— Die Aufgabe —
Gib bitte nur die Anzahl der Zeilen in den Einträgen an, in denen die Zeichenfolge „pixels“ vorkommt. Groß- und Kleinschreibung zählt.

— Zu verwendende Einträge —
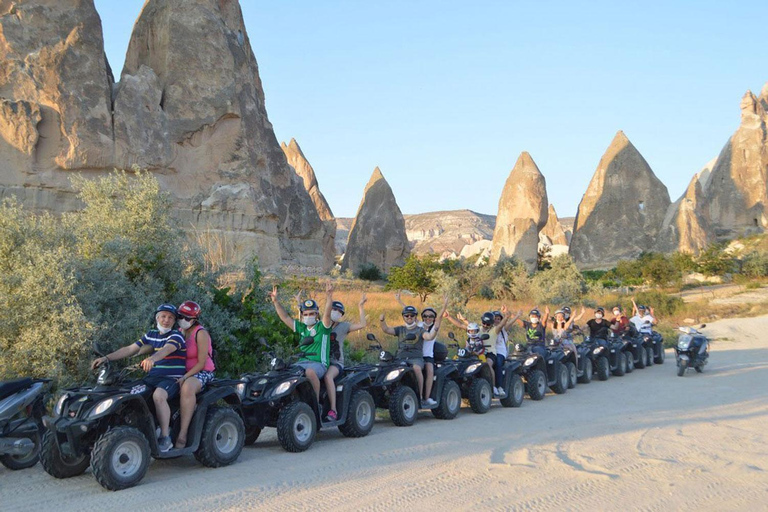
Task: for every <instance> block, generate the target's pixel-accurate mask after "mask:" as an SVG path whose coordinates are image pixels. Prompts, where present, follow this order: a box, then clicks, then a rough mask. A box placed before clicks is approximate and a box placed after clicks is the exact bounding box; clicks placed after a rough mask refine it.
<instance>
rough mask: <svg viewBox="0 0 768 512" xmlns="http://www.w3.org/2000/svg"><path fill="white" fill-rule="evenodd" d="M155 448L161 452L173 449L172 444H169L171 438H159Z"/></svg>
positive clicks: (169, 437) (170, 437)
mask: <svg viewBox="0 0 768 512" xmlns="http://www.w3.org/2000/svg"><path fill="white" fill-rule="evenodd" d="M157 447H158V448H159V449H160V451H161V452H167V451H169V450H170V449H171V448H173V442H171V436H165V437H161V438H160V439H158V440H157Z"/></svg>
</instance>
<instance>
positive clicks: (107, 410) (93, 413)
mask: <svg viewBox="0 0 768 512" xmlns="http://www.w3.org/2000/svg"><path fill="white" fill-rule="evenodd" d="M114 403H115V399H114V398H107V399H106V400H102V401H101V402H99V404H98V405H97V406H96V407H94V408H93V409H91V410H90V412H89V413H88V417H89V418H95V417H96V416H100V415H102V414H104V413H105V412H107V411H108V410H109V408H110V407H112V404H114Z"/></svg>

==

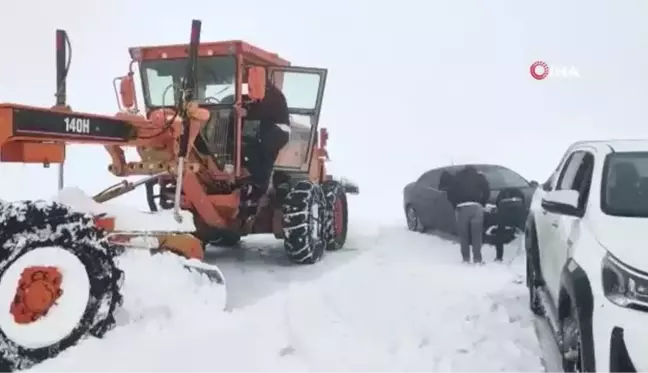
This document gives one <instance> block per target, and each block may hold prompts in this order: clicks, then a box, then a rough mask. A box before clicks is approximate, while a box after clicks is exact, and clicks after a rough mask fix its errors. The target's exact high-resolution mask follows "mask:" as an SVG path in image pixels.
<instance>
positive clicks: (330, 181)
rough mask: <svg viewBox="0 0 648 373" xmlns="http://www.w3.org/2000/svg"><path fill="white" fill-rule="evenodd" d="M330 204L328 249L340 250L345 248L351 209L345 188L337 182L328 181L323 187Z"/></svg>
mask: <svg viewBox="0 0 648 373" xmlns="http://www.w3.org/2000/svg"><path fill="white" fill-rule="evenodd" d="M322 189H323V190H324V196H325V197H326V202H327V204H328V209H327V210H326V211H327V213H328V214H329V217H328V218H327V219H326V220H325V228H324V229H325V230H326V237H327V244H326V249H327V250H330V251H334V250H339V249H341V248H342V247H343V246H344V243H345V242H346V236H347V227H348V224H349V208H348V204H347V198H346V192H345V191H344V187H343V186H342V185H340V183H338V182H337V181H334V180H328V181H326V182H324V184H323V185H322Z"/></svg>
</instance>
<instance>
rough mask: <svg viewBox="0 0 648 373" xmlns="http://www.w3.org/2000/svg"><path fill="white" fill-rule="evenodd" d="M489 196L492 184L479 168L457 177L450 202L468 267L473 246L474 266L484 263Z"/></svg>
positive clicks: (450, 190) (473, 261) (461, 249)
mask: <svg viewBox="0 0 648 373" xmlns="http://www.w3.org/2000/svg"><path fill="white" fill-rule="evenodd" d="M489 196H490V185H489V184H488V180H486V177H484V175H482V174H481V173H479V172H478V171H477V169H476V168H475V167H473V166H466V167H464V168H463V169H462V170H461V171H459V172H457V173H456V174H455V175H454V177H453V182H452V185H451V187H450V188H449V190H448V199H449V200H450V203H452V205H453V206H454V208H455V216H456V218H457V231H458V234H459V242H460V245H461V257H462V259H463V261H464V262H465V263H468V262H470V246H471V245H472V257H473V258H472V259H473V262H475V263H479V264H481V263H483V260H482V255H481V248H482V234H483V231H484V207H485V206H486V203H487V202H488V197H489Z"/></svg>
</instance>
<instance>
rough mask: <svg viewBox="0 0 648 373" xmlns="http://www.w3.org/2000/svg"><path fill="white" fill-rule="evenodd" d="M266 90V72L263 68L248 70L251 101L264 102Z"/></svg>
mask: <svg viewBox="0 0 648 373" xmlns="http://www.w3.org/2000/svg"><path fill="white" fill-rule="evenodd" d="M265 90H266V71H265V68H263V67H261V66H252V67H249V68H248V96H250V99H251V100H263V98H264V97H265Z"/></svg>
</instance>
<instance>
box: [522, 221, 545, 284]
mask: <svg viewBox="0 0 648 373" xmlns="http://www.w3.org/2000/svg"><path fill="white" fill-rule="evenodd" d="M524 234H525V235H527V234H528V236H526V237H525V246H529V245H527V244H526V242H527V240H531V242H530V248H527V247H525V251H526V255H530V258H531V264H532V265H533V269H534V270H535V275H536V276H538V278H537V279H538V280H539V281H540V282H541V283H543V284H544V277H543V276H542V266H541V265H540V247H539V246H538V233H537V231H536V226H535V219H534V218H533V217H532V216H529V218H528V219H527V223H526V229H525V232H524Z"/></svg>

— Platz zum Antworten —
2